Aim a
Please turn the entries into a numbered list, taking everything from the line that contains "Practice. Indicate each instance of the trolley" down to the line that contains "x=217, y=666", and leave out any blank lines.

Selection

The organizational researcher Kirsten Thommes says that the context in which a company operates shapes its identity. She explains why proximity is more important than setting boundaries—and why, once an identity is formed, it takes a great deal of energy to change it.

Interview Rebecca Lorenz  
Photos Max Slobodda

Ms. Thommes, it is often claimed that a company’s identity is playing an increasingly important role. But, ultimately, isn’t it really more about the bottom line and success?

Of course, but a company’s identity has a great deal of influence on this. I’m currently working on a research project to find out, for example, whether identity can be the reason for economic failure or success. To determine this, we’re examining companies in pairs, companies that seem nearly identical at first glance. They have the same product and are operating in the same market. Despite this, one company is more successful than the other. What’s the reason for this? We suspect that the company’s identity—its culture, vision and rules of conduct—plays a central role in this.

 

But can a company even influence its own identity?

Raw data
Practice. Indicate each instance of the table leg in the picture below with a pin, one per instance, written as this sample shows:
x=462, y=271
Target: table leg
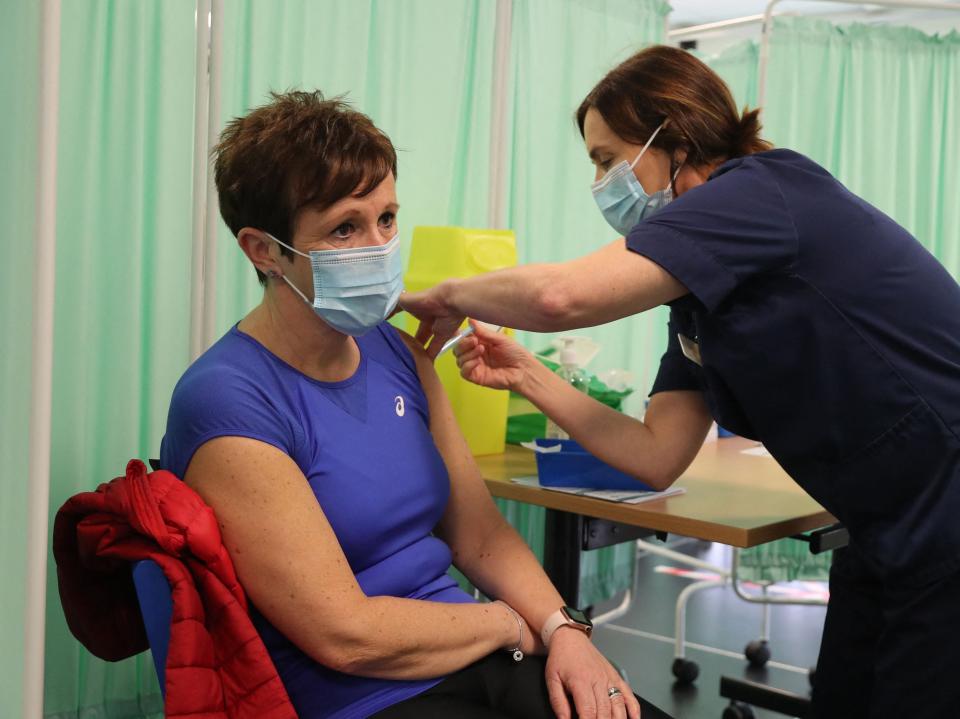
x=563, y=535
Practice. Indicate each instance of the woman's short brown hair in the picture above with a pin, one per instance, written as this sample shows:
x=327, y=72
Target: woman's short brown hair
x=299, y=150
x=665, y=83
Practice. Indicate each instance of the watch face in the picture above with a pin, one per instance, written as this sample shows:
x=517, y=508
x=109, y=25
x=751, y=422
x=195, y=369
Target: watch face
x=578, y=616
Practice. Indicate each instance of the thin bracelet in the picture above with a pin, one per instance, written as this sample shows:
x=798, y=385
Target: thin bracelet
x=517, y=653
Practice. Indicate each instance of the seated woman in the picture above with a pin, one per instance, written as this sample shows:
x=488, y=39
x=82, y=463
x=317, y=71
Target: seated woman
x=323, y=441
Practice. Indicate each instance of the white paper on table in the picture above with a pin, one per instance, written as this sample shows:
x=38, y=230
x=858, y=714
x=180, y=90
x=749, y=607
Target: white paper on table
x=609, y=495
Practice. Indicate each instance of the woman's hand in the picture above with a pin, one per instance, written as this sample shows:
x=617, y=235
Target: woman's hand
x=492, y=360
x=576, y=668
x=437, y=318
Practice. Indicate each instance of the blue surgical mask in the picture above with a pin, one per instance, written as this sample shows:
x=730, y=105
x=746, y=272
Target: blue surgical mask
x=354, y=289
x=622, y=199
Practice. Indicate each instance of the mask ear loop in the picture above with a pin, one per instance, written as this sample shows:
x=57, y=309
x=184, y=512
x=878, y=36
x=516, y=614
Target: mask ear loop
x=649, y=142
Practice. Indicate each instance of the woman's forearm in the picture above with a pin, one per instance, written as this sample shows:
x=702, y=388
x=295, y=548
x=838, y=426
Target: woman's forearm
x=393, y=638
x=619, y=440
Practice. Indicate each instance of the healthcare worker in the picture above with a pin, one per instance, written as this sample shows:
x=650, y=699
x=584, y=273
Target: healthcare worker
x=801, y=316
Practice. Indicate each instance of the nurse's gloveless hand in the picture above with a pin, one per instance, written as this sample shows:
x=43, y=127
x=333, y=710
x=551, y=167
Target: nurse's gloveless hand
x=437, y=319
x=491, y=359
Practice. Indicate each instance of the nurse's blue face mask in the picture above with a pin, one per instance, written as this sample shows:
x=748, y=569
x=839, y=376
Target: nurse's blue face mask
x=354, y=289
x=622, y=199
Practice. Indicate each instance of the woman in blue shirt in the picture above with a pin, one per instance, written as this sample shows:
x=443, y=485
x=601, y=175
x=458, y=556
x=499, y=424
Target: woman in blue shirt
x=801, y=316
x=323, y=441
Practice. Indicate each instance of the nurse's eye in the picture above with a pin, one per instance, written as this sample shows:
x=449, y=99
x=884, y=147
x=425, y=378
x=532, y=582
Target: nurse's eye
x=344, y=231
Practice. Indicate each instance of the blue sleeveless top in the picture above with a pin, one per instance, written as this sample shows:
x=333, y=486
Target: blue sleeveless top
x=365, y=447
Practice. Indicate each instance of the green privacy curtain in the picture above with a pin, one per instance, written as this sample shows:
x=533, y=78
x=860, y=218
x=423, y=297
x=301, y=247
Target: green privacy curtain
x=20, y=49
x=422, y=70
x=122, y=292
x=559, y=50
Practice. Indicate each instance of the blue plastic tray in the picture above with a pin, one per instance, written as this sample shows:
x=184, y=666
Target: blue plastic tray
x=573, y=466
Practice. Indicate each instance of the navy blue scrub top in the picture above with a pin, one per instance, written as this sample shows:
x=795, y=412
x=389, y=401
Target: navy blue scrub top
x=820, y=327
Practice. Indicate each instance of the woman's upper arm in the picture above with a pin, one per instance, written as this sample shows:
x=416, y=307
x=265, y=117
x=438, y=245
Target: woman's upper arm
x=470, y=514
x=287, y=557
x=608, y=284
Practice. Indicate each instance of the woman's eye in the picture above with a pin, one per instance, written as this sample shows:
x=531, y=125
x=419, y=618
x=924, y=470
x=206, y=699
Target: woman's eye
x=344, y=231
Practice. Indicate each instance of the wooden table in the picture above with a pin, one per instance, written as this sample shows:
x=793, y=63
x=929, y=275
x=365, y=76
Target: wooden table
x=733, y=498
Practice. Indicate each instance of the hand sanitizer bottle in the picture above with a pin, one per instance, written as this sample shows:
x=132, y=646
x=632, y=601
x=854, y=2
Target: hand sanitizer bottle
x=570, y=371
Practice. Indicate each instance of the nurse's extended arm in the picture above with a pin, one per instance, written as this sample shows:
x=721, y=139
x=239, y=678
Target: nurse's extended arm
x=608, y=284
x=655, y=450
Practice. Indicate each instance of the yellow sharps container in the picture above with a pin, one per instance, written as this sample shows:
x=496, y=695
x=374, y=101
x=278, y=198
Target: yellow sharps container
x=436, y=254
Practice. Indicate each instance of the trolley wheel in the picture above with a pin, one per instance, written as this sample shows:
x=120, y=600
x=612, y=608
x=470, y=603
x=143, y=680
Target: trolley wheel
x=738, y=710
x=685, y=670
x=757, y=653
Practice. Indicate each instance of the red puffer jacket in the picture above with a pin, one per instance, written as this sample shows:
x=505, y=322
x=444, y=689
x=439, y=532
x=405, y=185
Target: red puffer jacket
x=217, y=666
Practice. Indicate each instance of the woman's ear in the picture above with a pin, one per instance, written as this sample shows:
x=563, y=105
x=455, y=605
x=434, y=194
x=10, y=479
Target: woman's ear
x=256, y=245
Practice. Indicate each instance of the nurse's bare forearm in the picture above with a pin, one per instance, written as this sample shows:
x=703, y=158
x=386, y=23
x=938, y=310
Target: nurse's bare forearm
x=528, y=297
x=502, y=566
x=655, y=451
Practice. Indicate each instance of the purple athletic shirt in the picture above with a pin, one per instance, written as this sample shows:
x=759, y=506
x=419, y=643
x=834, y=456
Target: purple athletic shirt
x=365, y=447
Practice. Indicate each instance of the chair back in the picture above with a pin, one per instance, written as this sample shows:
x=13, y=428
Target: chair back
x=156, y=606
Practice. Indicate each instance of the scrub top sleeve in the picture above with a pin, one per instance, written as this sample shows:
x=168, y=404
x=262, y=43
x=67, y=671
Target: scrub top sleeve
x=676, y=371
x=717, y=236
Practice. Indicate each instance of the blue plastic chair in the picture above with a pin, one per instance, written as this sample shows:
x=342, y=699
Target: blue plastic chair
x=156, y=606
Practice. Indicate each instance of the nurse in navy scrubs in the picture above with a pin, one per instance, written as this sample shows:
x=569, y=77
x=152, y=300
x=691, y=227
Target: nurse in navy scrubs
x=801, y=316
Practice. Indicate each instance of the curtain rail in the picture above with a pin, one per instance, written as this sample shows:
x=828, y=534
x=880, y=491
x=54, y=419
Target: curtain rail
x=201, y=108
x=41, y=386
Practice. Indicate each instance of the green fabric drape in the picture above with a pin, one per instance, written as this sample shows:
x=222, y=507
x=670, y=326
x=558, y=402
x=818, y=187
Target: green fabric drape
x=122, y=293
x=20, y=49
x=421, y=69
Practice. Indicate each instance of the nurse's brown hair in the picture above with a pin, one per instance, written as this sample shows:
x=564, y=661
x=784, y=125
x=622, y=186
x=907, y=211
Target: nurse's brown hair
x=665, y=83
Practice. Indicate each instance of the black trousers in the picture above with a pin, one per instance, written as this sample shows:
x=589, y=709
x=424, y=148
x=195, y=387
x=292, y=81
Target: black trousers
x=888, y=651
x=496, y=687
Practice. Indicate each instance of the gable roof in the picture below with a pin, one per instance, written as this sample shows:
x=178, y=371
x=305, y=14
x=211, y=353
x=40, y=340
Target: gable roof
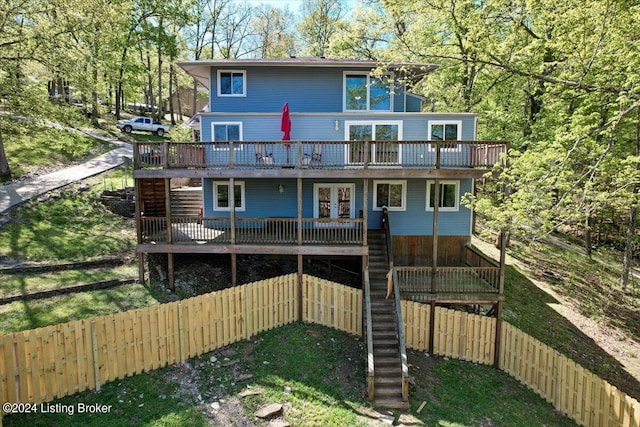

Aim b
Copy the interview excerpt on company identity above word for word.

Finished answer a
1. Practice. Indicate each instance of the trolley wheel in the picture above with a pin, one per instance, written as this sample shows:
2. x=120, y=600
3. x=612, y=608
4. x=470, y=603
5. x=143, y=680
6. Target: trolley wheel
7. x=738, y=710
8. x=685, y=670
9. x=757, y=653
10. Practice. Indicate each instance of the red puffer jacket in the picture above with a pin, one per instance, written as this sample shows:
11. x=505, y=322
12. x=444, y=689
13. x=439, y=532
14. x=405, y=185
15. Target: red puffer jacket
16. x=217, y=666

Finished answer b
The organizational researcher Kirsten Thommes says that the context in which a company operates shapes its identity. She explains why proximity is more important than setting boundaries—and why, once an identity is formed, it takes a great deal of energy to change it.

Interview Rebecca Lorenz  
Photos Max Slobodda

Ms. Thommes, it is often claimed that a company’s identity is playing an increasingly important role. But, ultimately, isn’t it really more about the bottom line and success?

Of course, but a company’s identity has a great deal of influence on this. I’m currently working on a research project to find out, for example, whether identity can be the reason for economic failure or success. To determine this, we’re examining companies in pairs, companies that seem nearly identical at first glance. They have the same product and are operating in the same market. Despite this, one company is more successful than the other. What’s the reason for this? We suspect that the company’s identity—its culture, vision and rules of conduct—plays a central role in this.

 

But can a company even influence its own identity?